Collection entries:
----------

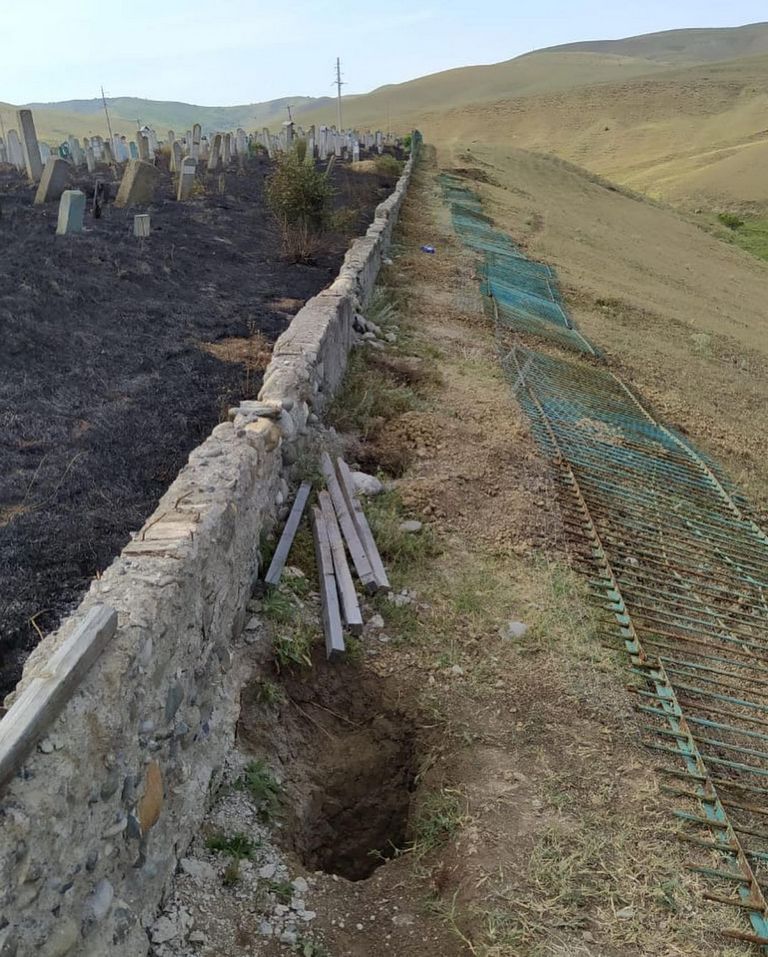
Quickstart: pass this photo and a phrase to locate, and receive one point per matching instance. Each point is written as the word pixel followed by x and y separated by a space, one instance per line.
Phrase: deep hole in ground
pixel 345 752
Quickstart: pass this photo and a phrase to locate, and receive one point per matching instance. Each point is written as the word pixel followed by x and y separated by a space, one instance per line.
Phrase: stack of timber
pixel 339 528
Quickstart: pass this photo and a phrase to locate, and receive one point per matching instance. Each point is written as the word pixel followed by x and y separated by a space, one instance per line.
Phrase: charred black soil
pixel 104 386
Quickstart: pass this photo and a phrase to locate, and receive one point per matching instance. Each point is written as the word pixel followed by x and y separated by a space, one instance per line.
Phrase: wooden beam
pixel 359 557
pixel 361 524
pixel 45 696
pixel 334 639
pixel 350 609
pixel 289 533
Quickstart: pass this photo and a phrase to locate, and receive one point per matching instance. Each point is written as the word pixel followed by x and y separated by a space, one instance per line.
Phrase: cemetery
pixel 131 277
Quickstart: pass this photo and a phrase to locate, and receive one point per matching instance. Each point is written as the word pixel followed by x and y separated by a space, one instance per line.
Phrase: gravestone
pixel 71 212
pixel 15 152
pixel 54 181
pixel 143 145
pixel 186 178
pixel 214 160
pixel 29 145
pixel 137 187
pixel 176 156
pixel 141 225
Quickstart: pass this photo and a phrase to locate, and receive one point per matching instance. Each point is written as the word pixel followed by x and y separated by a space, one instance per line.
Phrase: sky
pixel 228 52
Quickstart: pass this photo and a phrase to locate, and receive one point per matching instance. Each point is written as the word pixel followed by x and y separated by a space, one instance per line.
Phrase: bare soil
pixel 118 357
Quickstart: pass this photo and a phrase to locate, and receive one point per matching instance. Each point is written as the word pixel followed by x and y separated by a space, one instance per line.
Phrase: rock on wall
pixel 93 825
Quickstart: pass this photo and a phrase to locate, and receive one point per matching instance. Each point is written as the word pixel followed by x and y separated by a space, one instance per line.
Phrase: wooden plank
pixel 359 557
pixel 350 608
pixel 361 524
pixel 45 696
pixel 289 533
pixel 334 639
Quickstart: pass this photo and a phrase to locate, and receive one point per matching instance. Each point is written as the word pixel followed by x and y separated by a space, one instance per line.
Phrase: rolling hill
pixel 680 115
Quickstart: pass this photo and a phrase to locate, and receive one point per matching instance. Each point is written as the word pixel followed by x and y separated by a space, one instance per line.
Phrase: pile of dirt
pixel 106 381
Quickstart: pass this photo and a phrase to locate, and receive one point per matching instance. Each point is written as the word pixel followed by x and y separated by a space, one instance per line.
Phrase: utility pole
pixel 109 122
pixel 339 84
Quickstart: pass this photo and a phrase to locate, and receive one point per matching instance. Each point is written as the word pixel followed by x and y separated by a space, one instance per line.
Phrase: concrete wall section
pixel 93 824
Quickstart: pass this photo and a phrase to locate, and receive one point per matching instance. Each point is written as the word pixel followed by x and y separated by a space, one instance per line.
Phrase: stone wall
pixel 93 825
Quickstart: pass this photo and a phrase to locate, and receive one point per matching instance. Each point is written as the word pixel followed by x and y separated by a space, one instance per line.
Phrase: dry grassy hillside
pixel 695 137
pixel 681 313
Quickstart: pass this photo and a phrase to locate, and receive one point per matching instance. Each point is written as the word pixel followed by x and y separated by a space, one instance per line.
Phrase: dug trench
pixel 345 748
pixel 480 724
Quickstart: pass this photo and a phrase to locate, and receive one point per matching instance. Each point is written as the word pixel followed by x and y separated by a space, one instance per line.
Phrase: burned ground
pixel 104 384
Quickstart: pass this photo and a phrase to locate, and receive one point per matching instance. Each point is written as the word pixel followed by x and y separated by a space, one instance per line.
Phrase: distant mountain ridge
pixel 679 47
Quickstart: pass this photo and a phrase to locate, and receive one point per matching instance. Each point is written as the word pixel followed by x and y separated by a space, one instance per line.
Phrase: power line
pixel 339 83
pixel 109 122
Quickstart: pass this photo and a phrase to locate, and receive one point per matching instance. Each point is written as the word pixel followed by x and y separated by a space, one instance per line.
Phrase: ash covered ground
pixel 104 385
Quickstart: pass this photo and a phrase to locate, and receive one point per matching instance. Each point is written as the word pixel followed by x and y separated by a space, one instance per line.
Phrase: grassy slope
pixel 680 312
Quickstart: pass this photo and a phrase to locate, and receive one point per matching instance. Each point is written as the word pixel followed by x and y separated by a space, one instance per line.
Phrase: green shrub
pixel 301 198
pixel 731 220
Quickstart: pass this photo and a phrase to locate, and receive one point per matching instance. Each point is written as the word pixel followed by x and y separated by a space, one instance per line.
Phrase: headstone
pixel 75 151
pixel 29 145
pixel 141 225
pixel 214 160
pixel 186 178
pixel 197 132
pixel 137 187
pixel 54 180
pixel 176 156
pixel 71 212
pixel 15 152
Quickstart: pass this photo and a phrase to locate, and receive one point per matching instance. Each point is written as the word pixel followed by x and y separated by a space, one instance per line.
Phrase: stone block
pixel 71 213
pixel 137 187
pixel 29 145
pixel 141 226
pixel 54 181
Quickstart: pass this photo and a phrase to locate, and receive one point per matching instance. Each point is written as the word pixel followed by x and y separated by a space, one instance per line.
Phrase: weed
pixel 263 787
pixel 231 873
pixel 279 606
pixel 238 846
pixel 283 890
pixel 439 818
pixel 269 693
pixel 292 647
pixel 399 550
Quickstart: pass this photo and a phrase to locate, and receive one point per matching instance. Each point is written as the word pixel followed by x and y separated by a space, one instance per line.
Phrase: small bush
pixel 731 220
pixel 300 197
pixel 237 846
pixel 263 787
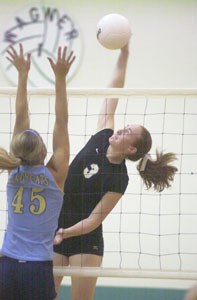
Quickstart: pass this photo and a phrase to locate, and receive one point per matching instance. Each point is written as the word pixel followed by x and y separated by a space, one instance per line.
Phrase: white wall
pixel 163 55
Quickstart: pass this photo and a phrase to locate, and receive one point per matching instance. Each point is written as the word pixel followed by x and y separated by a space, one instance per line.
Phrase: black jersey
pixel 90 176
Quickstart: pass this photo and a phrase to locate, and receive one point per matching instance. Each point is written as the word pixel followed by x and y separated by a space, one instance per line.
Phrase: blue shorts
pixel 30 280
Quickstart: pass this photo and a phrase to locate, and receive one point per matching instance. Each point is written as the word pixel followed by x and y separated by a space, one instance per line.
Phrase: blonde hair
pixel 158 173
pixel 26 148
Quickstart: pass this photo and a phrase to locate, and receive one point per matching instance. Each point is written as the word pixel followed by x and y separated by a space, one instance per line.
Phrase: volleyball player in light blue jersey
pixel 34 191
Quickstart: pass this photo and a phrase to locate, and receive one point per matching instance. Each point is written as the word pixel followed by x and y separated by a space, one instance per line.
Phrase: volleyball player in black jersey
pixel 96 181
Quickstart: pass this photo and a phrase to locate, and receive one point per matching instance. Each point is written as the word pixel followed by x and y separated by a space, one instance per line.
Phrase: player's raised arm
pixel 23 66
pixel 108 108
pixel 58 163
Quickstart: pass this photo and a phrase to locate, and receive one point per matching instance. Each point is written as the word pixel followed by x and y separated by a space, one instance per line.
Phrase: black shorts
pixel 83 244
pixel 30 280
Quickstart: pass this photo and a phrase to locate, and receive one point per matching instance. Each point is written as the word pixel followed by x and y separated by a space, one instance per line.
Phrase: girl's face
pixel 123 140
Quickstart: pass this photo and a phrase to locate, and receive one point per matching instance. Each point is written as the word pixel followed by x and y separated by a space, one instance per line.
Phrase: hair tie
pixel 144 161
pixel 21 157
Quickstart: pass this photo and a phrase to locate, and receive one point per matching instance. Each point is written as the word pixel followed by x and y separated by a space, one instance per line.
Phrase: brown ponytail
pixel 158 173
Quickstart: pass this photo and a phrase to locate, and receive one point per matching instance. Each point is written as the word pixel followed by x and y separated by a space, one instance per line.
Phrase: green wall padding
pixel 125 293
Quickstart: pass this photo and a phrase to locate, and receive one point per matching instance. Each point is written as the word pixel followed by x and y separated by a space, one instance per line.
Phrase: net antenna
pixel 148 234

----------

What is expected = Return every line of the records that contains the word "volleyball".

Answer for the task =
Phrase: volleyball player in light blue jersey
Phrase: volleyball player in black jersey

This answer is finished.